╭─ GIVEN DATA

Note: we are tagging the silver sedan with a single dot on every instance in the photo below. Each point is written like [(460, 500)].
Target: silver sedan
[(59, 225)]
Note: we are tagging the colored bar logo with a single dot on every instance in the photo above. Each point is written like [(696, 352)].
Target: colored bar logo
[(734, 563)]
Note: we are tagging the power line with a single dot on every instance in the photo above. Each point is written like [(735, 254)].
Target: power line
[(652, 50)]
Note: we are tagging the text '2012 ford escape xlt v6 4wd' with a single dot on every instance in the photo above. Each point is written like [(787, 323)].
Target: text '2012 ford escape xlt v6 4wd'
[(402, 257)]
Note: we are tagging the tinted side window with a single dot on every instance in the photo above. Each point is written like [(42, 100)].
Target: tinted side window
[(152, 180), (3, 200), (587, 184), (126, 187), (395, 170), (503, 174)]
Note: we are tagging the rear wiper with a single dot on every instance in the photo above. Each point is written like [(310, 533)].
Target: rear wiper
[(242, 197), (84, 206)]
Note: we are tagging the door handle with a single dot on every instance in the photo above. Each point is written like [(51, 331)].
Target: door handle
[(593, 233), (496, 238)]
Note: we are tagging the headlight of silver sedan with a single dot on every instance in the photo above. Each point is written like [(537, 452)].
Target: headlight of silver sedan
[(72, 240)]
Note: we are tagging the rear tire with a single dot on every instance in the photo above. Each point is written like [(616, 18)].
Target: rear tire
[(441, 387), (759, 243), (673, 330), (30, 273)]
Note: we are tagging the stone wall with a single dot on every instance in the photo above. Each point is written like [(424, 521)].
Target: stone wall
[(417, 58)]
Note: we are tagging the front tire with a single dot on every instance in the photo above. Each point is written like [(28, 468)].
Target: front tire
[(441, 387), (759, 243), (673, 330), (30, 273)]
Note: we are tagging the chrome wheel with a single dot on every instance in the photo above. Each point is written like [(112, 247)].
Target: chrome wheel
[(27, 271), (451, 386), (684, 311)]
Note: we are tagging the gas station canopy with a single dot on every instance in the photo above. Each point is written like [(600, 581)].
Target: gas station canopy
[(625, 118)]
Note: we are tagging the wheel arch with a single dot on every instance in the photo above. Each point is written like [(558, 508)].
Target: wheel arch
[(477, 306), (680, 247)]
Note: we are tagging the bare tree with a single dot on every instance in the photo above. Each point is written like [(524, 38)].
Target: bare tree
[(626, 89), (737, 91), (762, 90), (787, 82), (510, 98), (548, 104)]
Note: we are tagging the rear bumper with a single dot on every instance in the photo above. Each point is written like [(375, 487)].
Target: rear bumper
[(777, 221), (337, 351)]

╰─

Rewrite all of the rows above, switching every occurrence of "single dot" to "single marker" and keeping everything else the same.

Note: we are tagging the silver sedan with a single marker on every instance in the photo below. Each point is written like [(460, 500)].
Target: silver sedan
[(59, 225)]
Note: we are tagging the colored bar logo with a single marker on every instance in the photo above. Each point is written like [(696, 352)].
Target: colored bar logo
[(734, 563)]
Note: we are tagging the power line with a single marker on every instance in the photo above. Each point is written like [(735, 254)].
Target: power line
[(652, 50)]
Note: we are tagging the text '2012 ford escape xlt v6 4wd' with a single marker on every instance in the photo above. Each point is written like [(787, 323)].
Target: text '2012 ford escape xlt v6 4wd'
[(402, 257)]
Note: we are tagging the tinted side window with a single marker on every instance in the photo above. Each point is written like [(42, 100)].
Target: tinted side window
[(152, 180), (3, 200), (587, 184), (126, 187), (395, 170), (503, 174)]
Note: we are tagging the rear wiper with a single marker on every instance in the photo above. Each point is written like [(310, 533)].
Target: rear wiper
[(242, 197), (84, 206)]
Note: we are tagging the door handle with a single marker on every instance in the photo above. Each point is written like [(51, 331)].
Target: door handle
[(593, 233), (496, 238)]
Note: we are tagging the headlight of silver sedan with a single marker on every instance in the photo above. Each point is written like [(537, 452)].
Target: headlight of silver sedan
[(72, 240)]
Note: we are tagging the rear tire with a single marker on every instance in the photo above. Each point is written like [(616, 18)].
Target: rear tire
[(441, 387), (759, 243), (673, 330), (30, 273)]
Note: we are tagging the stone wall with a single marker on every instance in the photo above. Each point is written like [(424, 521)].
Target: stone wall
[(417, 58)]
Note: we are tagging the front tire with a single marker on every instance in the photo above. Each point is written like [(28, 468)].
Target: front tire
[(441, 387), (759, 243), (673, 330), (30, 273)]
Note: we are tagging the chrome wheel with a single marker on every instance in the photo above. Each point is written like [(112, 247)].
Target: chrome wheel
[(27, 271), (451, 386), (684, 311)]
Note: we are tagging the gas station canopy with a single marker on every instance in the photo above. Each point is written like [(600, 581)].
Target: gas station canopy
[(625, 118)]
Note: we are tagging the wheel arch with a single marker on every instance in the photo above. Each point is written like [(558, 508)].
Target: wheel arch
[(477, 306), (680, 247)]
Note: we are tagging the bare tree with a single marker on every instance in the photo above. Each point is written like [(524, 38)].
Target: bare tree
[(626, 89), (737, 91), (762, 90), (787, 82), (510, 98), (548, 104)]
Note: we are tagging the rear bumper with a single marker on every instance in the photo above. Each point is written like [(375, 487)].
Target: rear bumper
[(777, 221), (337, 351)]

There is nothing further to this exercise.